→ **Text under study**

────────────────────

Saturday, October 13, 2018
Myth-perception #2 - Survival Of The Fittest
written 6 October 2018
published 13 October 2018
The second myth-perception discussed in "Spontaneous Evolution", by Lipton and Bhaerman, is "survival of the fittest".
Unlike religious dogma, scientific dogma changes as new experiments and observations bring greater understanding, but cultural limits and individual egos, slow that process. There is a joke that the eminence of a scientist is measured by how long they hold up progress in their field.
Charles Darwin published "The Origin of Species" in 1859, a theory of biological evolution through slow, random mutation and natural selection. This became known as "survival of the fittest". Charles Lyell, a distinguished geologist of the time, whose book "Principles of Geology" established the entire field, was an influential supporter of Darwin. "Uniformitarianism" was one of Lyell's assumptions, positing that all geologic changes are gradual: tomorrow will be very much like yesterday. Influenced by the prestige of the older scientist, Darwin included this linear assumption in his theory of biological evolution, assuming slow, gradual changes.

────────────────────

→ **Apply what you read**
• a. Reproduce the passage on survival of the fittest from "Unlike religious dogma, scientific" up to and including "in their field.".
• b. Pick up the passage on survival of the fittest after its final sentence and continue it in the same formal voice.
The entries are separate material and do not belong to the passage on survival of the fittest.

→ **Excerpts from a dataset**
────────────────────

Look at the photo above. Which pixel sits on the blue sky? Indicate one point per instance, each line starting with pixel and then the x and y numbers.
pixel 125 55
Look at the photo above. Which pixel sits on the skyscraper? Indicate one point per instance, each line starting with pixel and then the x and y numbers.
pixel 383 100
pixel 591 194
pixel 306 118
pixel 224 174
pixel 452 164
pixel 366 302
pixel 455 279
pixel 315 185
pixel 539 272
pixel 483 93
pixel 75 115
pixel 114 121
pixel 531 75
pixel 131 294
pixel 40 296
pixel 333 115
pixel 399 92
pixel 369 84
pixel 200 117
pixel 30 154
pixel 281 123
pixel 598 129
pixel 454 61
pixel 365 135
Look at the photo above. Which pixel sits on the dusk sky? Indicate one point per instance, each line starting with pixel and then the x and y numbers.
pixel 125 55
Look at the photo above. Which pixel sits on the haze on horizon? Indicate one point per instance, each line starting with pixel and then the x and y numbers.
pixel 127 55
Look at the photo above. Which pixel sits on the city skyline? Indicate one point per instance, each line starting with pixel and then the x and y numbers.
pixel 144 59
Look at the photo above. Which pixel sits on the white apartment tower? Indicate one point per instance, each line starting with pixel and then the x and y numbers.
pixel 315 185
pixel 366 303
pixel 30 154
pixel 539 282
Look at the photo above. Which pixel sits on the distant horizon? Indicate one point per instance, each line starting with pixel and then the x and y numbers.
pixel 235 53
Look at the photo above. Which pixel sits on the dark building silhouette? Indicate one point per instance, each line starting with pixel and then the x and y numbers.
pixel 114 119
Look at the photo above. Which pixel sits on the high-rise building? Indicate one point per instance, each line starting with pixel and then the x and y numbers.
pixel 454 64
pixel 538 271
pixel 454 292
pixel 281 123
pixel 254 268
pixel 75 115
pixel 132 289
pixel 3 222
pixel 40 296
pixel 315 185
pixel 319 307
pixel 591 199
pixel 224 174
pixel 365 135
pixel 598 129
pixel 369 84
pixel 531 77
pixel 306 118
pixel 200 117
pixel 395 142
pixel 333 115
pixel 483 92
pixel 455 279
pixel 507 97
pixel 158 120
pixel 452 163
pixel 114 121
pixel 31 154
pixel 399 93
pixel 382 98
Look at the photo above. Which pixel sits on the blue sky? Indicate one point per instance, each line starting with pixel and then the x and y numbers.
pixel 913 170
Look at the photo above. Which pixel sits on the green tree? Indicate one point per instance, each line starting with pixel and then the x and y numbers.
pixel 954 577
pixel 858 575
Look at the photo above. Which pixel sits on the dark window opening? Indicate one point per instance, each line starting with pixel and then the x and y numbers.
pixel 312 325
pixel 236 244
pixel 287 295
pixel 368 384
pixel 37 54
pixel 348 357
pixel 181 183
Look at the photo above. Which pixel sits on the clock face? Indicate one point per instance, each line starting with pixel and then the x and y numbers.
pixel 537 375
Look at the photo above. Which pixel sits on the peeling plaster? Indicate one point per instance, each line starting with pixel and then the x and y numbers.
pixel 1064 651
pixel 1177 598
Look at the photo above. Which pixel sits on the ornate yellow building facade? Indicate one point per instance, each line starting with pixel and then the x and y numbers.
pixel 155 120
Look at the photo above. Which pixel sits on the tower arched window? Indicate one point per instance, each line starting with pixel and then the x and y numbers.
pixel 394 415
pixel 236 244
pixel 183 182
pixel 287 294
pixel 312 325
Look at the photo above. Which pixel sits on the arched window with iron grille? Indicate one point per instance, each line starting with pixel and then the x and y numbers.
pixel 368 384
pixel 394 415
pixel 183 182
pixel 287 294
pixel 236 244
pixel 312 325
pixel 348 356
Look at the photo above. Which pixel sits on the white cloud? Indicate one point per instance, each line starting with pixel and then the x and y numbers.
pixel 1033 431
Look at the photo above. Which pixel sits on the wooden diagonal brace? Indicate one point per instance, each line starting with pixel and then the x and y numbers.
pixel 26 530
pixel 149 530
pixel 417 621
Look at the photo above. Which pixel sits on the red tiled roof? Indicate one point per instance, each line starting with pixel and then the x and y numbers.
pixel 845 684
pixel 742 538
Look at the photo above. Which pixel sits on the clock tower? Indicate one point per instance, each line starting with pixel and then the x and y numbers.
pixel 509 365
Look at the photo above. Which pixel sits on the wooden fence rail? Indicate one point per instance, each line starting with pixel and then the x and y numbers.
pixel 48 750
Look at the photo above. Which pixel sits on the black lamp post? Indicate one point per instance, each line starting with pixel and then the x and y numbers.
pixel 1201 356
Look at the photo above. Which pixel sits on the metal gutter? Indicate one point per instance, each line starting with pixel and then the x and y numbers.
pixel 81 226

────────────────────

→ **Task answers**
• a.
Unlike religious dogma, scientific dogma changes as new experiments and observations bring greater understanding, but cultural limits and individual egos, slow that process. There is a joke that the eminence of a scientist is measured by how long they hold up progress in their field.

• b.
Alfred Russel Wallace was another scientist studying biological evolution at the same time as Darwin. The two shared ideas and information, but Wallace's theory differed slightly. First, he didn't insist that changes were entirely random, but suggested they were guided by an intention toward survival. Second, while Darwin focused on the survival of the fittest, Wallace focused on the failure of the least fit.
Imagine a herd of gazelles running from a cheetah. While the fastest one does survive, so do most of the rest. Wallace pointed out that it is the slowest that gets eaten. Instead of looking at just the quality of the best, Wallace looked at the qualities and strengths of the entire herd. In Darwin's world, we struggle to become the "best", while in Wallace's world, we cooperate to improve the entire species.
Darwin is well known, but most people have never heard of Wallace. Darwin was upper-class with rich supporters, as science was a rich man's game at the time. Wallace was lower class with no important advocates. "The Origin of Species" was rushed into print after decades of procrastination, just before Wallace could fund publication of his own research, thus insuring Darwin's place in history.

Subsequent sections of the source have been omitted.